Selected excerpt.

--------

West End gallery Marlborough hosts Colony Sound, a multi-room immersive installation by NYC-based collaborative duo Jonah Freeman and Justin Lowe that takes over both floors of the London gallery until 19 October 2019. Upon entering the first gallery space, which has so convincingly been transformed into what appears to be a mobile phone shop that the visitor behind enquires if she’s come to the right address, there is an instant sense of having been transported somewhere far from Mayfair. Since 2007, Freeman and Lowe have been collaboratively drawing on a series of historical and fictional narratives to create large-scale, labyrinthine architectural installations. Their explorations of architecture as immersive sculpture are realised by reimagining dystopian visions, psychotic episodes, and the workings of drug-related subcultures.
A complex and unreservedly imaginative narrative lays the foundations for this new show. Colony Sound represents the latest chapter in the artists’ cinematic San San Universe, a fictional hybrid metropolis fusing San Diego and San Francisco. This episode is focused on a set of relationships surrounding the evolution of an obscure 20th century communication system known colloquially as The Smile. Their new presentation marks Freeman and Lowe’s UK debut – a series of eleven rooms ranging from a telecommunications retail outlet at the entry, to a half-incinerated recording studio replete with wax cast equipment; a copper room used to shield occupants from electromagnetic waves and a shopping arcade-turned-youth-hangout constructed of homemade ceramics.

--------

Raw data
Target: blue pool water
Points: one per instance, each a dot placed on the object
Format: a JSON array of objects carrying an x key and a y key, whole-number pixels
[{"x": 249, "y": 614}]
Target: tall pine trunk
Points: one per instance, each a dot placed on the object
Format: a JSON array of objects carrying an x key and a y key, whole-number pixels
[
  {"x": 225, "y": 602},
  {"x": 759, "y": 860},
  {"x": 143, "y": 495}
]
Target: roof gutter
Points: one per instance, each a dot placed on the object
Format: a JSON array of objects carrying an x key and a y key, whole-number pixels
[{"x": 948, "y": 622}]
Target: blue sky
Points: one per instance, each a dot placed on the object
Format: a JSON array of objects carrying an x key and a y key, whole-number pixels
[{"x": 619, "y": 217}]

--------

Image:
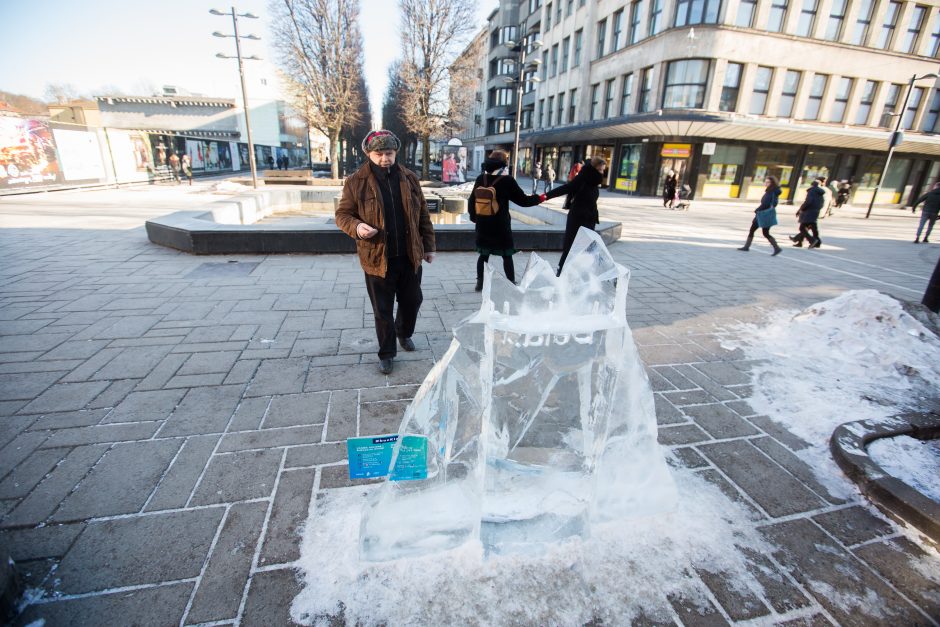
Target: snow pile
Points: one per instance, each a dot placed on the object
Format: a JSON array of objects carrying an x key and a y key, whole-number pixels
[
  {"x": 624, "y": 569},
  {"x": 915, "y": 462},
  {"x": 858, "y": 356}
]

--------

Exercises to complete.
a) Retype the stretch of the Colony Sound piece from "West End gallery" through "of drug-related subcultures.".
b) In the Colony Sound piece, why does the visitor behind ask if she's come to the right address? Answer in one to three sentences.
c) Pick up the Colony Sound piece after its last sentence and keep writing it.

Replies.
a)
West End gallery Marlborough hosts Colony Sound, a multi-room immersive installation by NYC-based collaborative duo Jonah Freeman and Justin Lowe that takes over both floors of the London gallery until 19 October 2019. Upon entering the first gallery space, which has so convincingly been transformed into what appears to be a mobile phone shop that the visitor behind enquires if she’s come to the right address, there is an instant sense of having been transported somewhere far from Mayfair. Since 2007, Freeman and Lowe have been collaboratively drawing on a series of historical and fictional narratives to create large-scale, labyrinthine architectural installations. Their explorations of architecture as immersive sculpture are realised by reimagining dystopian visions, psychotic episodes, and the workings of drug-related subcultures.

b) She asks because the first gallery space has been turned so convincingly into what looks like a mobile phone shop.

c)
Within the meticulously created environments are multiple series of what feel recognisable as art objects, including a curious group of multi-coloured resin cacti and mineral amalgamations, sitting atop a steel work counter as well as bursting out of filing cabinets. Elsewhere, quotidian items from photocopiers to cleaning product bottles appear rendered in solid black and white rice. Never a boring moment, moving through each of Freeman and Lowe’s dramatic chambers feels like something between uncovering a secret laboratory and undertaking a bizarre tour at Universal Studios. To learn more about Freeman and Lowe, and their new body of work at Marlborough, Something Curated spoke with the artists.
Something Curated: Can you tell us a little about your respective backgrounds and how you entered this field?
Jonah Freeman: I studied film at university. During that period, I became interested in what could be described as the expanded field of cinema: experimental film, video installation and then subsequently the history of Avant Garde art practice. I was very drawn to the way film and media became the subject matter of art, starting with pop and moving through the Pictures Generation. Simultaneously the way certain minimalist and post-minimalist artists were using space as a medium seemed also very exciting. In a way these different strategies of space, media and narrative collided into the work we are currently making. This became a much more appealing vocational path than being a commercial movie worker, which I was technically being trained to become.
Justin Lowe: Sculpture was my major in grad school. But the sculptures almost always became environments that you could move through. I made a piece that was a bodega that led into an ice cream truck. The work always had some element related to counterculture. I made a piece based on Neil Young’s On The Beach for Greater NY at MoMA PS1.
JF: In many ways the collaborative work is just a more diverse and expansive version of the work we were making independently.
SC: How would you describe your collaborative dynamic?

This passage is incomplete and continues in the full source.